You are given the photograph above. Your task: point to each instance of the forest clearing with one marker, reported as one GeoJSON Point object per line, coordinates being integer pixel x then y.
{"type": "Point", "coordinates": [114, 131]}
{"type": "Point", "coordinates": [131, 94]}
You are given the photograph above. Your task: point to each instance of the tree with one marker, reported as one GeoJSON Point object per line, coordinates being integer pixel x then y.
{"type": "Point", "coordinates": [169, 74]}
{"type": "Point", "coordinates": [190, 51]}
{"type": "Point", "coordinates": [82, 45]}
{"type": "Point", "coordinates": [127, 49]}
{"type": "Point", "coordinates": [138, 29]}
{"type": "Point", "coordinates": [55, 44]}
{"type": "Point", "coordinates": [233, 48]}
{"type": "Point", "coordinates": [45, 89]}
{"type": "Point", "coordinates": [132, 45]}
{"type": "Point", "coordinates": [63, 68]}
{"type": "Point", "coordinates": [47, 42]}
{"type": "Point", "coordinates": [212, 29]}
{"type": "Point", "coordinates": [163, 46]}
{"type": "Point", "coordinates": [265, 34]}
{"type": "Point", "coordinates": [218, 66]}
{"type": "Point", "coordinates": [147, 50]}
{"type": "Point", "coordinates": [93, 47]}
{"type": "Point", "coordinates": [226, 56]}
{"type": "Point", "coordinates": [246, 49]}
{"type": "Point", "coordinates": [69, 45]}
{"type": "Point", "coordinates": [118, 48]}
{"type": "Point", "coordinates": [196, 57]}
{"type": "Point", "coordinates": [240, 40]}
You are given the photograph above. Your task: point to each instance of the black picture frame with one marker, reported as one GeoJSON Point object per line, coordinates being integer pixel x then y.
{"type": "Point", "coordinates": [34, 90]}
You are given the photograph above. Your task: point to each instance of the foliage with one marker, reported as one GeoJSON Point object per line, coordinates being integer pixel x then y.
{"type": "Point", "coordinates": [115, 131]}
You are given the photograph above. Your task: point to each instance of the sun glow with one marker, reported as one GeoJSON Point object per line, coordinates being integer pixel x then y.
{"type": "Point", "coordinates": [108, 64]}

▬▬▬▬▬▬▬▬▬▬

> [WHAT IS EXPECTED]: Rewrite every line of the items above as a numbered list, dropping any blank lines.

> [WRITTEN SOLUTION]:
1. You are given the photograph above. Your task: point to each instance of the forest clearing with one marker, reported as one GeoJSON Point object per line, coordinates being integer pixel x then y.
2. {"type": "Point", "coordinates": [114, 131]}
3. {"type": "Point", "coordinates": [131, 94]}
4. You are given the photograph above. Your task: point to each instance of the tree with one marker, reported as one GeoJSON Point object per line, coordinates being integer pixel x then y.
5. {"type": "Point", "coordinates": [169, 74]}
6. {"type": "Point", "coordinates": [190, 51]}
7. {"type": "Point", "coordinates": [82, 45]}
8. {"type": "Point", "coordinates": [127, 49]}
9. {"type": "Point", "coordinates": [138, 29]}
10. {"type": "Point", "coordinates": [55, 44]}
11. {"type": "Point", "coordinates": [233, 48]}
12. {"type": "Point", "coordinates": [45, 89]}
13. {"type": "Point", "coordinates": [132, 45]}
14. {"type": "Point", "coordinates": [63, 68]}
15. {"type": "Point", "coordinates": [47, 42]}
16. {"type": "Point", "coordinates": [212, 29]}
17. {"type": "Point", "coordinates": [163, 46]}
18. {"type": "Point", "coordinates": [265, 34]}
19. {"type": "Point", "coordinates": [218, 66]}
20. {"type": "Point", "coordinates": [147, 50]}
21. {"type": "Point", "coordinates": [93, 47]}
22. {"type": "Point", "coordinates": [226, 56]}
23. {"type": "Point", "coordinates": [246, 49]}
24. {"type": "Point", "coordinates": [69, 45]}
25. {"type": "Point", "coordinates": [118, 48]}
26. {"type": "Point", "coordinates": [196, 57]}
27. {"type": "Point", "coordinates": [240, 40]}
28. You are given the photograph above. Your task: point to each instance of the black picture frame with one marker, reported as one GeoJSON Point object per line, coordinates being integer pixel x then y.
29. {"type": "Point", "coordinates": [34, 90]}
30. You are given the photograph above. Your task: point to each instance of the foliage with one marker, reported as one GeoJSON Point object per line, coordinates being integer pixel x then y.
31. {"type": "Point", "coordinates": [115, 131]}
32. You are given the photograph above. Your task: point to each instance of the sun glow with one marker, reported as one GeoJSON Point object per line, coordinates being integer pixel x then y.
33. {"type": "Point", "coordinates": [108, 64]}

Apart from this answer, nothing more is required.